%%

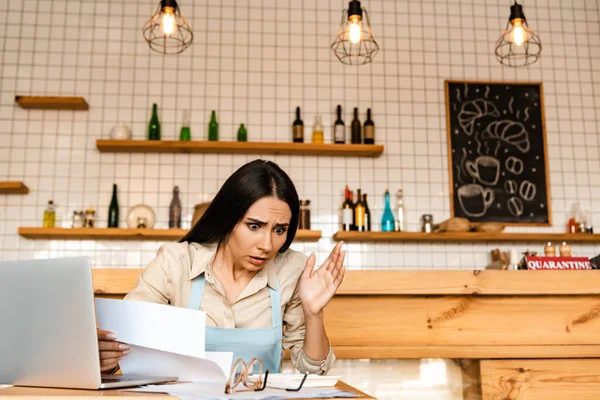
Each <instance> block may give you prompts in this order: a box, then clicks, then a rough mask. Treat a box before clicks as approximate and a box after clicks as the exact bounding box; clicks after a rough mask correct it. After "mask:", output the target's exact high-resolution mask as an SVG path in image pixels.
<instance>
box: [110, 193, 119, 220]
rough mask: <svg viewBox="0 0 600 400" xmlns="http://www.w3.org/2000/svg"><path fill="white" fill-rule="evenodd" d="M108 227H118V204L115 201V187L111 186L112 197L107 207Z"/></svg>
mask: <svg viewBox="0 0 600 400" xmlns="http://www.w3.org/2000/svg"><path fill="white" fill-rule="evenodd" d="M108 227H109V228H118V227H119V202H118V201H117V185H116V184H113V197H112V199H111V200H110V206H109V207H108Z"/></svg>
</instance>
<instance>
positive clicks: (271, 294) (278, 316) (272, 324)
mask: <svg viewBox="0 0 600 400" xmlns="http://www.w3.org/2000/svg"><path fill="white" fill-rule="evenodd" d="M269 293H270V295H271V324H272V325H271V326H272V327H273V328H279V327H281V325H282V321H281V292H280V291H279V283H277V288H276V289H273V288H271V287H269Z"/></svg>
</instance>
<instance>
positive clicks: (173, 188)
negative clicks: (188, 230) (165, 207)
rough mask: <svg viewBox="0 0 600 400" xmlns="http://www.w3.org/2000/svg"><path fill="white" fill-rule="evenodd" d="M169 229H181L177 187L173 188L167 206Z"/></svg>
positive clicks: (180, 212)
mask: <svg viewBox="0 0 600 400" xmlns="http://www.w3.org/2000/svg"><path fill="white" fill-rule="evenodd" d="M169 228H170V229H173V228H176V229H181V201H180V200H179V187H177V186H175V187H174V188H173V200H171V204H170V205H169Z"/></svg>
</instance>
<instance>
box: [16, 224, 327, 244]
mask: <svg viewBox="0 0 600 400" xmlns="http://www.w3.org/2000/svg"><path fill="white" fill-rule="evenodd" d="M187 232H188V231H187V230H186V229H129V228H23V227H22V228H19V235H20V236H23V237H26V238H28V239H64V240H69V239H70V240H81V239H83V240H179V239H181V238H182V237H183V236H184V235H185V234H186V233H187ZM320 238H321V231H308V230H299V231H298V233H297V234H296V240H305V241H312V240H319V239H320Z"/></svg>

%%
%%

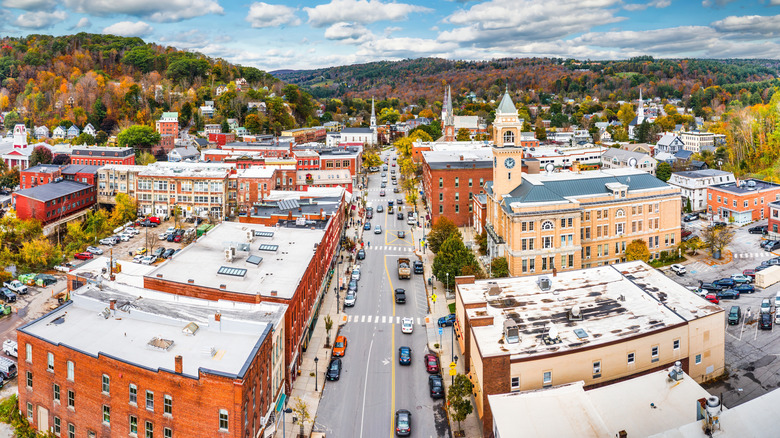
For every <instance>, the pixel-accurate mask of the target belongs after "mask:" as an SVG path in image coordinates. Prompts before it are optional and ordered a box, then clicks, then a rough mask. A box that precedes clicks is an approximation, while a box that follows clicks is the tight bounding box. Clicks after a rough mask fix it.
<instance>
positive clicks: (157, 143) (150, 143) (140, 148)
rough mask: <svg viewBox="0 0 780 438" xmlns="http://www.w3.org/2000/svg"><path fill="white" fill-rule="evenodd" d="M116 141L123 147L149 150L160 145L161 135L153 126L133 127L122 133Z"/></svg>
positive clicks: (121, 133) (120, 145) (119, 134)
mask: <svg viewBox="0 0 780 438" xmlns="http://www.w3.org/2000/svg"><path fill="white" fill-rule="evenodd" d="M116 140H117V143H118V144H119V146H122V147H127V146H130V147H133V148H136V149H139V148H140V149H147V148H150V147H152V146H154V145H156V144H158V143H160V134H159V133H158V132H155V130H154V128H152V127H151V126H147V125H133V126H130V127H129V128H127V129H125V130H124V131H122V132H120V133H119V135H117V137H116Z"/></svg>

%%
%%

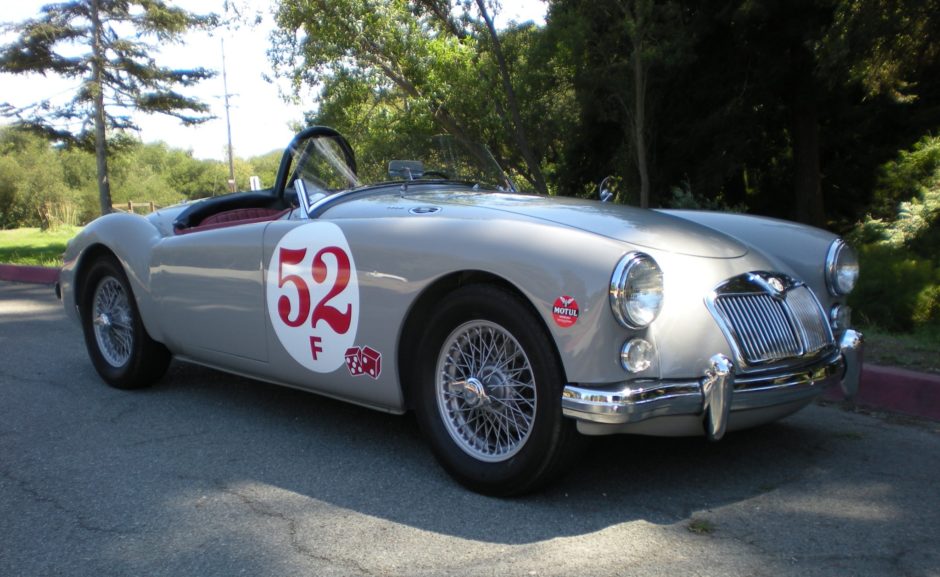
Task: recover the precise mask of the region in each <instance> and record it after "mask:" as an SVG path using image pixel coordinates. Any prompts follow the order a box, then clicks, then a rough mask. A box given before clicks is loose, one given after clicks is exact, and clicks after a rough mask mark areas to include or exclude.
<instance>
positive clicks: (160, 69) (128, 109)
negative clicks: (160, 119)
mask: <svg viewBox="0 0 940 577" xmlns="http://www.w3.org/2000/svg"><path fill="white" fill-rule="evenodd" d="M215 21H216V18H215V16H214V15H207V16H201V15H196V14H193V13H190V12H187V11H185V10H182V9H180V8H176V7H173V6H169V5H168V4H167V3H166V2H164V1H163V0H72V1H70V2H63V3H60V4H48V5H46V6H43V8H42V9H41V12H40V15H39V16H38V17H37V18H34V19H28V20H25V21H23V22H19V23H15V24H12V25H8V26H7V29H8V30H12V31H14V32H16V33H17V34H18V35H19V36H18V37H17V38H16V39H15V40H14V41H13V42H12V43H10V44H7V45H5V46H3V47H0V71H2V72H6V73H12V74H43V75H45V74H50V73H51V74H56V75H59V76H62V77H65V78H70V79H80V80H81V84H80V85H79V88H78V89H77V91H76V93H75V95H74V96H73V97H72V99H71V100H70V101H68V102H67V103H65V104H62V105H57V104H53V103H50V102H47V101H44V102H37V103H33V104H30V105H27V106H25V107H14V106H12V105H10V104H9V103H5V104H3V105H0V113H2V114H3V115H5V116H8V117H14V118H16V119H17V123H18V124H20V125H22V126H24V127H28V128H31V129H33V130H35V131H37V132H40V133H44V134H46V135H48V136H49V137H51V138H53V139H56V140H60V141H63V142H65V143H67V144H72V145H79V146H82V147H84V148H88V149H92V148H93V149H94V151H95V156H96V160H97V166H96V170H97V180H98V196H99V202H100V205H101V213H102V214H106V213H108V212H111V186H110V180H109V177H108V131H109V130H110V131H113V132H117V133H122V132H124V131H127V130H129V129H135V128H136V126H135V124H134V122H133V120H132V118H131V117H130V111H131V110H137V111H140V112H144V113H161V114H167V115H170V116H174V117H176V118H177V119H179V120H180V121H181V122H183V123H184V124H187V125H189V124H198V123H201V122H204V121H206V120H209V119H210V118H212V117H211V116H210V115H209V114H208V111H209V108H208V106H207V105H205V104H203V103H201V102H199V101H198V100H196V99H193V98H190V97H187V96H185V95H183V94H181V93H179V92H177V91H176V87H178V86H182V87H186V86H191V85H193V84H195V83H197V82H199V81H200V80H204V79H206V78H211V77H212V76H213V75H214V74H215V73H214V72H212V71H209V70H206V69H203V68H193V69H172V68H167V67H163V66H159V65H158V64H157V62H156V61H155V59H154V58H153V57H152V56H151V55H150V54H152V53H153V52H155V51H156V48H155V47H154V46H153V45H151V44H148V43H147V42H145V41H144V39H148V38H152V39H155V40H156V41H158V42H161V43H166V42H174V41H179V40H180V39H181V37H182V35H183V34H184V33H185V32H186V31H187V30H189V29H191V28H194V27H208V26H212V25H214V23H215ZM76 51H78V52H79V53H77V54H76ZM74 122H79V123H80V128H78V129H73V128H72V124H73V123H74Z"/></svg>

%%

*EXERCISE*. Reproduce verbatim the part of the items that opens with the line containing "Each <instance> block" and closes with the line containing "box: [110, 193, 119, 220]", including both of those lines.

*PROBLEM SOLUTION*.
Each <instance> block may give you prompts in this order: a box, then clicks, then a rough mask. Treat a box before clicks as approximate and a box after clicks as the exact bounding box; clicks after a rough mask correct it. After "mask:", output the target's exact high-resolution mask as an SVG path in image pixels.
<instance>
box: [110, 193, 119, 220]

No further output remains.